## What you should do:
In the text below, what lens was carried on a tripod down to the river?

## Text excerpt:

---

Missing the moment

Several years ago I was commissioned to photograph a Highland estate by the owners. The estate is glorious, with rugged crags behind and a long desolate glen leading off to the north beyond. One aspect that I was asked to record was the river that separates the estate from the neighbouring estate that is owned by a well-known UK politician and his wife.

I’d been asked to photograph any wildlife I encountered on my rambles and so one hot summer afternoon I struggled through the undergrowth to the river carrying a 500 f4 on a tripod, and a shorter lens on a second body around my neck. Cursing the tangling branches that grabbed at the load I was carrying and pulling me off-balance, I crashed through some dense scrub near the water and emerged onto the riverbank. To my surprise, and their horror, I was confronted by the well-known politician’s wife and her mother stark naked enjoying a bracing dip in the peat-brown water!

Their faces fell, and I just knew they were thinking ‘paparazzi’.

“Relax relax I’m photographing for xxxxx on the instruction of xxxxx!”

They were highly suspicious, and also a long long way from their clothes, which were all piled on the bank beside their towels!

So what to do? I took off all the camera stuff and laid it down where they could see it and said “That’s me naked too! I’ll just go into the trees without all this stuff and leave you to do whatever, I need a rest anyway! You can shout me when you’re decent!”

---

## Data records:
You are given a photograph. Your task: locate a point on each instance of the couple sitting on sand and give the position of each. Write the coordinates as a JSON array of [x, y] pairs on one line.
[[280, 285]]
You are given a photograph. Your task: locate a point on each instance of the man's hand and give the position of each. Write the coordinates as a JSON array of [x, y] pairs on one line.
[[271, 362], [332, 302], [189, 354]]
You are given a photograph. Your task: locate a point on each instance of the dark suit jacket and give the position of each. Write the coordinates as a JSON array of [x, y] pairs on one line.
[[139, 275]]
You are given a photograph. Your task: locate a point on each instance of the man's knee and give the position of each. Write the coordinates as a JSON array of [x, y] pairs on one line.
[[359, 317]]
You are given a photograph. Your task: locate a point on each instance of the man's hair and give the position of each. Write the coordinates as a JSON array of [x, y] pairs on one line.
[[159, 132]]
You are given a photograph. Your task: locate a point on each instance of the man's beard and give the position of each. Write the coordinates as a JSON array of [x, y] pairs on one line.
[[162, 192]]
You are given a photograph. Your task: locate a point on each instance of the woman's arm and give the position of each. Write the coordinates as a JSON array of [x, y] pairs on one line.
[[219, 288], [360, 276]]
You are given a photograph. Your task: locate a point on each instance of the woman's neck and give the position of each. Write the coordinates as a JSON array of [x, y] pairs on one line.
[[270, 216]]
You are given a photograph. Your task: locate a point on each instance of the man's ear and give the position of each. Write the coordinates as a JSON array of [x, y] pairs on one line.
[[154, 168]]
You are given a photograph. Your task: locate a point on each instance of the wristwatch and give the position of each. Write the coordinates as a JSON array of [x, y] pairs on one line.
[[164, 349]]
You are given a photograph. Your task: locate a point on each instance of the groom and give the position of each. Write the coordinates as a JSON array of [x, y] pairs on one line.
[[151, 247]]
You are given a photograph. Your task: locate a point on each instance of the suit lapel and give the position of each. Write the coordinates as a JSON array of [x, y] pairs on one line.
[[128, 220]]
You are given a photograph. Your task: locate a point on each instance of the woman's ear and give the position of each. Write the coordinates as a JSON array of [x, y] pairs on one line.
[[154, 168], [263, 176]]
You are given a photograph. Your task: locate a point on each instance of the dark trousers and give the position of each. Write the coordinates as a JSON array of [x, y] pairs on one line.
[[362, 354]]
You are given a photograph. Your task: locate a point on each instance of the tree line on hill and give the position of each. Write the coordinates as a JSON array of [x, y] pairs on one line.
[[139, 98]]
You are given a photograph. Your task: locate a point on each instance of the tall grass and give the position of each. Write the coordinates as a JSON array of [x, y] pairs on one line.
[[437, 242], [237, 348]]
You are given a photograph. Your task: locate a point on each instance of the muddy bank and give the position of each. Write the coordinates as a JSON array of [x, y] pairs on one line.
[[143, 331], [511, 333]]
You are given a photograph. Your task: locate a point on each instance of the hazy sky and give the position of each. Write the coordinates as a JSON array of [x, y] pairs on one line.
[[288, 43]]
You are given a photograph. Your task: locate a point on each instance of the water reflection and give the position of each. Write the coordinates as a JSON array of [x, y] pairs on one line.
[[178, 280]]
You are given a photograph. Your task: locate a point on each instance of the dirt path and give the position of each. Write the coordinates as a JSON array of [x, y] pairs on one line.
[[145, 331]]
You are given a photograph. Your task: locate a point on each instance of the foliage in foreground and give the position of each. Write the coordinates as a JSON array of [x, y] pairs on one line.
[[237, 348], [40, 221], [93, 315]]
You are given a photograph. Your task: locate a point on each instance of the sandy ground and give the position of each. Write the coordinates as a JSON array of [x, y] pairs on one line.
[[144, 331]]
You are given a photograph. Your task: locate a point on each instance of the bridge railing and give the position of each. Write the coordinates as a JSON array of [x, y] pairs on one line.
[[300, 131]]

---

## Answer in full:
A 500 f4.